学术文献库

Studies of disordered heterogeneous media and galaxy cosmology share a common goal: analyzing the distribution of particles at `microscales' to predict physical properties at `macroscales', whether for a liquid, composite material, or entire Universe. The former theory provides an array of techniques to characterize a wide class of microstructures; in this work, we apply them to the distributions of galaxies. We focus on the lower-order correlation functions, `void' and `particle' nearest-neighbor functions, pair-connectedness functions, percolation properties, and a scalar order metric. Compared to homogeneous Poisson and typical disordered systems, the cosmological simulations exhibit enhanced large-scale clustering and longer tails in the nearest-neighbor functions, due to the presence of quasi-long-range correlations. On large scales, the system appears `hyperuniform', due to primordial density fluctuations, whilst on the smallest scales, the system becomes almost `antihyperuniform', and, via the order metric, is shown to be a highly correlated disordered system. Via a finite scaling analysis, we show that the percolation threshold of the galaxy catalogs is significantly lower than for Poisson realizations; this is consistent with the observation that the galaxy distribution contains larger voids. However, the two sets of simulations share a fractal dimension, implying that they lie in the same universality class. Finally, we consider the ability of large-scale clustering statistics to constrain cosmological parameters using simulation-based inference. Both the nearest-neighbor distribution and pair-connectedness function considerably tighten bounds on the amplitude of cosmological fluctuations at a level equivalent to observing twenty-five times more galaxies. These are a useful alternative to the three-particle correlation, and are computable in much reduced time. (Abridged)

◆ The tasks:
• a. Please list the measures of microstructure that the galaxy abstract says the work focuses on.
• b. According to the galaxy abstract, why do the cosmological simulations show stronger large-scale clustering and longer tails in the nearest-neighbor functions than homogeneous Poisson and typical disordered systems?

◆ Data listing:
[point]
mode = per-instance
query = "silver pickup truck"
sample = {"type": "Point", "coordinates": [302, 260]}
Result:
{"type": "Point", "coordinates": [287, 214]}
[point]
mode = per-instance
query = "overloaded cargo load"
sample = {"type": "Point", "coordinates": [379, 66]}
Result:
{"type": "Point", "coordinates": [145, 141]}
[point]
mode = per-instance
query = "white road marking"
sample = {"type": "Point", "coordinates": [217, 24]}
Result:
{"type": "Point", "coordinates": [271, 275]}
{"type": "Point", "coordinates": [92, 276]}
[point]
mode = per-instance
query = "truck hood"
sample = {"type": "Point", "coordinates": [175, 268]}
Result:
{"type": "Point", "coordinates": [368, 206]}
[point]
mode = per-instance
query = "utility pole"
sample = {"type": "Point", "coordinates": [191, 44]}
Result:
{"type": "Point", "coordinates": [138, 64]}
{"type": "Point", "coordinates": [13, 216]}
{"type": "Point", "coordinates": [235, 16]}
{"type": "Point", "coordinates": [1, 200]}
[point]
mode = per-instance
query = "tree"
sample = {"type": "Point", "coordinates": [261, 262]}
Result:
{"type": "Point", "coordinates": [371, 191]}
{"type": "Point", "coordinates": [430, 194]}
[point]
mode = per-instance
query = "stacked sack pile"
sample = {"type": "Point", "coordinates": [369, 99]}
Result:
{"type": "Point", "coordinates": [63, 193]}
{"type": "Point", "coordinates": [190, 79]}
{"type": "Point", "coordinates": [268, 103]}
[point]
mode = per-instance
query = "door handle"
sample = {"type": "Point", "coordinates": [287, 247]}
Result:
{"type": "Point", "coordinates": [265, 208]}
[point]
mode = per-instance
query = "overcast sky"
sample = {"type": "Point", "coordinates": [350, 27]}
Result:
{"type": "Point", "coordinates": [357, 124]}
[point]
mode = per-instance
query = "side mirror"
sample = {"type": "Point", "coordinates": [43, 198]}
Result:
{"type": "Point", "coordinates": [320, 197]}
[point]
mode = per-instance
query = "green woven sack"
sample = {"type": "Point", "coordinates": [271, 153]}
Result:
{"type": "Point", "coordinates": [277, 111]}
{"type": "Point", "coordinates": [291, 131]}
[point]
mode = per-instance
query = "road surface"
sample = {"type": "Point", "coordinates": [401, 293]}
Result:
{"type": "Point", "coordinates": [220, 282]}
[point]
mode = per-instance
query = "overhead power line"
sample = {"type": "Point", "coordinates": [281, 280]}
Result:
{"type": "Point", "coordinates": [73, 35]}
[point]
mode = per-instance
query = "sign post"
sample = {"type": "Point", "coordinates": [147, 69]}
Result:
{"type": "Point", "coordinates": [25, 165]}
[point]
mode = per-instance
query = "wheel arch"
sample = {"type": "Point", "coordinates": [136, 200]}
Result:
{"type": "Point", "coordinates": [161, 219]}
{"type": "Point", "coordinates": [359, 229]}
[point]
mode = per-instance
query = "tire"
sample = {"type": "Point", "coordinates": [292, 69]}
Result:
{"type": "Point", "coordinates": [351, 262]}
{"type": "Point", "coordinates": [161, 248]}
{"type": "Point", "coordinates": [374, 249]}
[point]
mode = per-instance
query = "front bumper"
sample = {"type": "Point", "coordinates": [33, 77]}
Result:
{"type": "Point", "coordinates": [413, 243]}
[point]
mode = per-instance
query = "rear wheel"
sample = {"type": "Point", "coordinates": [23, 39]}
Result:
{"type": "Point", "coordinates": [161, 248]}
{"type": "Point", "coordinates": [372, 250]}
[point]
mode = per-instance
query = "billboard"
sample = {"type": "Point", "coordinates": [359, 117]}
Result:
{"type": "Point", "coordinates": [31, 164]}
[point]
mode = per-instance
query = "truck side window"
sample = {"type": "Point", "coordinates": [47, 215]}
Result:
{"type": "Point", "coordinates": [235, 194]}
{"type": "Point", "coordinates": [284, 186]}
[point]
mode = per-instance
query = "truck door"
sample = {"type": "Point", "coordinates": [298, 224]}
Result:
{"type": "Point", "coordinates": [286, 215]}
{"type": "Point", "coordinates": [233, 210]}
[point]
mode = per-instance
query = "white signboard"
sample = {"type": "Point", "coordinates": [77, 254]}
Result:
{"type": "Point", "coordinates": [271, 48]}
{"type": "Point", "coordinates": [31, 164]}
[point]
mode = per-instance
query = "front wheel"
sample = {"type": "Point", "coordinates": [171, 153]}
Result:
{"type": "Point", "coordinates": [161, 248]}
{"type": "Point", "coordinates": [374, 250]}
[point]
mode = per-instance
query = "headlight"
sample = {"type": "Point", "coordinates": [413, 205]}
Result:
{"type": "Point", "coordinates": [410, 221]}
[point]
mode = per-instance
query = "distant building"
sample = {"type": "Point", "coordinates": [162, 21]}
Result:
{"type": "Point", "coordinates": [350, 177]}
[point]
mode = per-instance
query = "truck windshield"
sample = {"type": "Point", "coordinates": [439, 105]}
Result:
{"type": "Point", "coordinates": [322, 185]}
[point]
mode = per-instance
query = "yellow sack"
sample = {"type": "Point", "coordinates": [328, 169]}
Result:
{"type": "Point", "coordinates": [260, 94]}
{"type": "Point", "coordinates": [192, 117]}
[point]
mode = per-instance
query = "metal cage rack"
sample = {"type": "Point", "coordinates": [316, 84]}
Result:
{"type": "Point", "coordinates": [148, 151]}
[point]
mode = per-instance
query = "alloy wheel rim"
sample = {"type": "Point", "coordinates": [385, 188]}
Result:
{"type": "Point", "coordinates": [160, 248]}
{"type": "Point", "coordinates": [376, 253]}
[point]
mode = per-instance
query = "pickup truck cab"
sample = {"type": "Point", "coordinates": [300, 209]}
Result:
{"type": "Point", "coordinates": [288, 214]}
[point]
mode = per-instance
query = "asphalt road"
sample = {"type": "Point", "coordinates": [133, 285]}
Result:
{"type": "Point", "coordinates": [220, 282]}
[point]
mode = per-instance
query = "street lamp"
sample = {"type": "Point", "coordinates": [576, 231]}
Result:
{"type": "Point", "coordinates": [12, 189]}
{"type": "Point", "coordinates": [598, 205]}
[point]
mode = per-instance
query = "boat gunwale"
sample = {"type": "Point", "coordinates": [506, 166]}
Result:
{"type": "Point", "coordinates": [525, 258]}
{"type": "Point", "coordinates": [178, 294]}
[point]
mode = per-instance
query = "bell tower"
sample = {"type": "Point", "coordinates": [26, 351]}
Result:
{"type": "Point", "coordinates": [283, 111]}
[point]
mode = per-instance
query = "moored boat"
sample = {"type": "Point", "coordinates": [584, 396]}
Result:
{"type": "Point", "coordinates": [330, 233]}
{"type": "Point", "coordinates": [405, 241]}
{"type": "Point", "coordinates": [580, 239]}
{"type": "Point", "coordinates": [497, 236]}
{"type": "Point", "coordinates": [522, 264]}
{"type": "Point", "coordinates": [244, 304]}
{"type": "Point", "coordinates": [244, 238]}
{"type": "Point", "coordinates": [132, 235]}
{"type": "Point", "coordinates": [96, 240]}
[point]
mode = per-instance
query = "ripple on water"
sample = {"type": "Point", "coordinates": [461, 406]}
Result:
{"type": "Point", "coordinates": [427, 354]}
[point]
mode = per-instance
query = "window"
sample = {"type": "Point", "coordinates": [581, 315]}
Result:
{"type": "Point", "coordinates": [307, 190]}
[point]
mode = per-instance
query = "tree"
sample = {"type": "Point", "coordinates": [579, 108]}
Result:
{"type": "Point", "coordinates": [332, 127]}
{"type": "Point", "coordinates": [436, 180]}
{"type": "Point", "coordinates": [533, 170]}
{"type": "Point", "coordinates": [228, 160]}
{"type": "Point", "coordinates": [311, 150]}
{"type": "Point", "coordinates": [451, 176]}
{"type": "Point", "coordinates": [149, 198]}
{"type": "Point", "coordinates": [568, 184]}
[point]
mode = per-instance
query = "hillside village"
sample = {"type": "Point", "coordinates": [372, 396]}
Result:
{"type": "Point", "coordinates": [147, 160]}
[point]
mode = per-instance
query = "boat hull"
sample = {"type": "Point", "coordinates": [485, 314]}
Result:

◆ Answers by task:
• a.
- Lower-order correlation functions
- "Void" and "particle" nearest-neighbor functions
- Pair-connectedness functions
- Percolation properties
- A scalar order metric

• b. Quasi-long-range correlations in the cosmological simulations cause these features.